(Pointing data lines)
------------
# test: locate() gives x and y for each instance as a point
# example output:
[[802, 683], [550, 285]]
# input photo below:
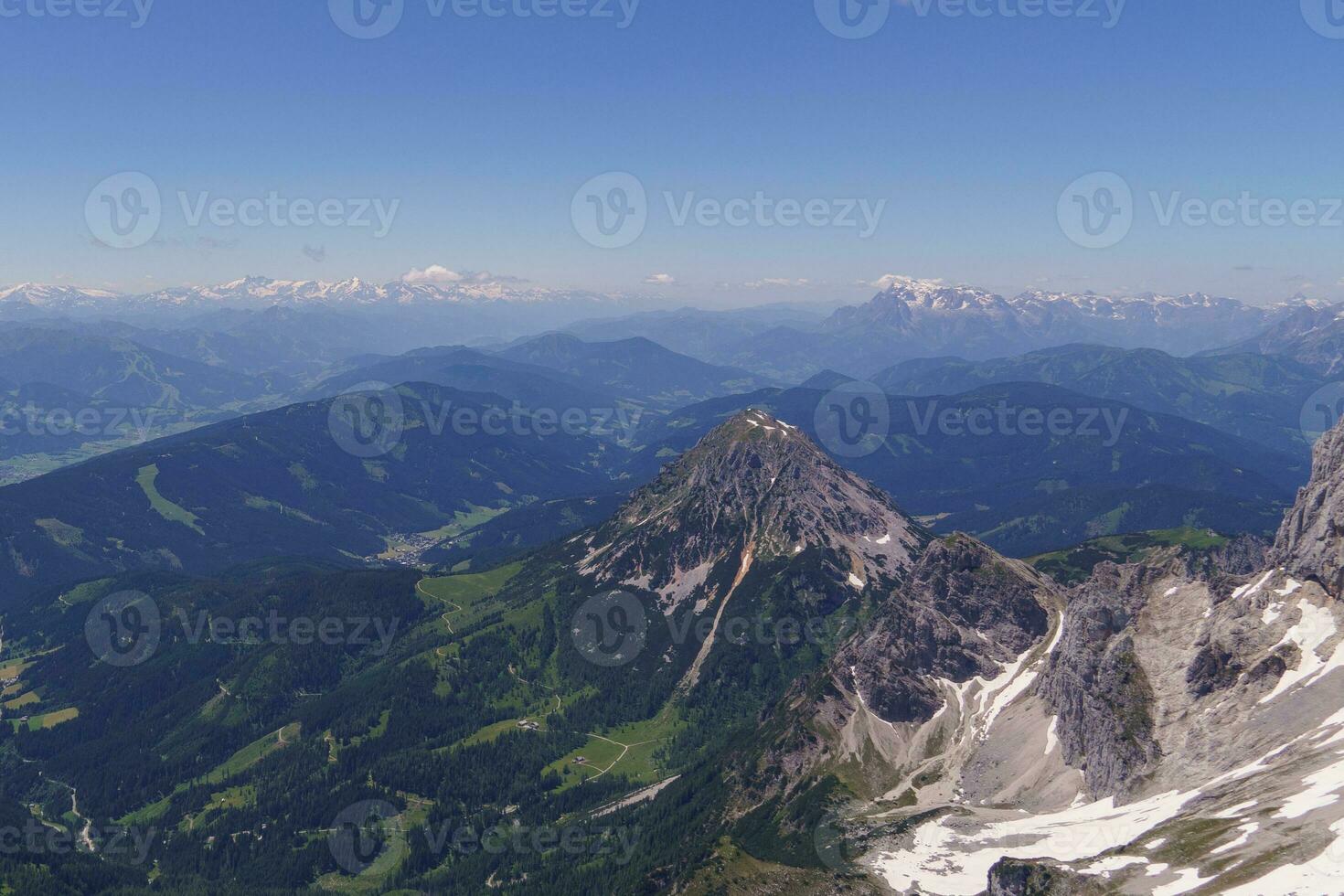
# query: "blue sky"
[[966, 128]]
------------
→ Exercise goal:
Write out all the lines above again, shifting every coordinate in the answers by 54. Leave the pictures out.

→ The result:
# test: locate() gives x and y for each instance as a point
# example output:
[[802, 683], [550, 285]]
# input photo below:
# query: "blue sky"
[[1020, 182]]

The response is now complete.